◆ WRITTEN INSTRUCTION A
Which titles are listed under the line "The same goes for buses" in the Metrorail post below? Give each with its year.
◆ WRITTEN INSTRUCTION B
Answer these questions from the Metrorail post below.
(i) Which anniversary of initial operation did the writer use as a lever to suggest rebuilding regional consensus?
(ii) Where was the 2010 presentation on metropolitan mass transit planning given?
(iii) What does charlie say the problems result from?

◆ PASSAGE GIVEN
Why is organizational failure so endemic to Metrorail?

After the crash I did write a piece suggesting that 30ish years after the initial opening, it was time to rebuild regional consensus about transit and Metrorail.  That didn't happen and later I suggested the same thing, using the 40th anniversary of initial operation as the lever.  

-- Getting WMATA out of crisis: a continuation of a multi-year problem that keeps getting worse, not better, (2015)
-- What it will take to get WMATA out of crisis (2015)
-- What it will take to get WMATA out of crisis continued and 2016's 40th anniversary of WMATA as an opportunity to rebuild (2015)
-- "WMATA and two types of public relations programs (2015)
-- WMATA 40th anniversary in 2016 as an opportunity for assessment (2014)
-- St. Louis regional transit planning process as a model for what needs to be done in the DC Metropolitan region (2009)

Later writing about financial issues ("Proposed WMATA fare increases (DC region)," 2012) and points about problems resulting from system design especially interlining ("More on Redundancy, engineered resilience, and subway systems: Metrorail failures will increase without adding capacity in the core," 2016), I suggested that the region should reorganize transit along the lines of the German set up of "transport associations," which links but separates planning, ownership,  operation, and budgeting.  

-- The answer is: Create a single multi-state/regional multi-modal transit planning, management, and operations authority association, 2017
-- Metropolitan Mass Transit Planning: Towards a Hierarchical and Conceptual Framework
(presentation in 2010, at the University of Delaware Institute of Public Administration)
-- (Sort of a repeat) Without the right transportation planning framework, metropolitan areas are screwed, and that includes the DC area (2011)

By contrast, there isn't really true transit planning for the DC area at the regional scale.  By default WMATA is the planner, but too often transit service is satisficed because of budgetary considerations.

The same goes for buses: 

-- "Will buses ever be cool? Boston versus the Raleigh-Durham's GoTransit Model," 2017
-- "Making bus service sexy and more equiable," 2012
-- "Route 7 BRT proposal communicates the reality that the DC area doesn't adequately conduct transportation planning at the metropolitan-scale," 2016

charlie argues that the problems result from the tension of acting as commuter rail versus a city subway for DC and Arlington (see comments here, "Can WMATA's death spiral be staunched?," 2016).

◆ Image point annotation entries
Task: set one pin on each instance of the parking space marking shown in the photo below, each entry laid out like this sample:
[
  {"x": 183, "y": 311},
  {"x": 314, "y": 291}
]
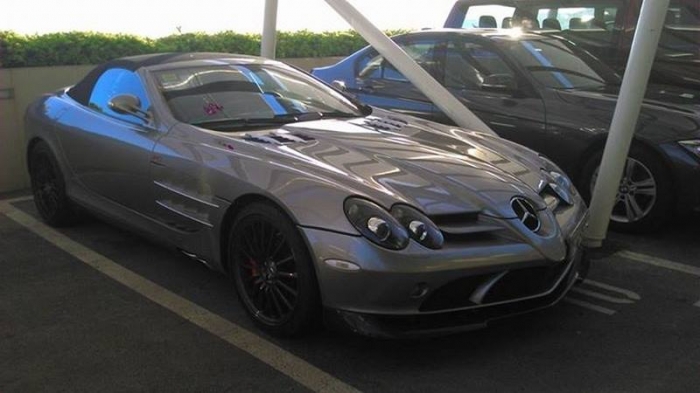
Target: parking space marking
[
  {"x": 614, "y": 295},
  {"x": 626, "y": 292},
  {"x": 590, "y": 306},
  {"x": 18, "y": 199},
  {"x": 269, "y": 353},
  {"x": 659, "y": 262}
]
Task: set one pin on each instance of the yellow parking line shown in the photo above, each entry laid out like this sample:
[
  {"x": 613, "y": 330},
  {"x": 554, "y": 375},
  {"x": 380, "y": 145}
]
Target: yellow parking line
[
  {"x": 590, "y": 306},
  {"x": 269, "y": 353},
  {"x": 659, "y": 262}
]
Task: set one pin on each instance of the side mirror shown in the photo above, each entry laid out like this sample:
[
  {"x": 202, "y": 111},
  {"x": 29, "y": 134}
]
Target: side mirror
[
  {"x": 340, "y": 85},
  {"x": 500, "y": 82},
  {"x": 127, "y": 104}
]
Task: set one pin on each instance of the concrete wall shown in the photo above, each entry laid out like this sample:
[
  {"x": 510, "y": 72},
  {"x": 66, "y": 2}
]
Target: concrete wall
[{"x": 20, "y": 86}]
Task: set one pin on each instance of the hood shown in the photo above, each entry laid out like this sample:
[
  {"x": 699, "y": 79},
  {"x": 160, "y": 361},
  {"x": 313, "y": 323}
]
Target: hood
[
  {"x": 394, "y": 159},
  {"x": 668, "y": 113}
]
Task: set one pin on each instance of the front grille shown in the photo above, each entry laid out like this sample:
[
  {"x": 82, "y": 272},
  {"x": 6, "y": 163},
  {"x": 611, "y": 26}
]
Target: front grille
[
  {"x": 516, "y": 284},
  {"x": 466, "y": 227}
]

◆ COMPLETE RESPONSE A
- "Will buses ever be cool? Boston versus the Raleigh-Durham's GoTransit Model," 2017
- "Making bus service sexy and more equiable," 2012
- "Route 7 BRT proposal communicates the reality that the DC area doesn't adequately conduct transportation planning at the metropolitan-scale," 2016

◆ COMPLETE RESPONSE B
(i) The 40th anniversary.
(ii) At the University of Delaware Institute of Public Administration.
(iii) From the tension of acting as commuter rail versus a city subway for DC and Arlington.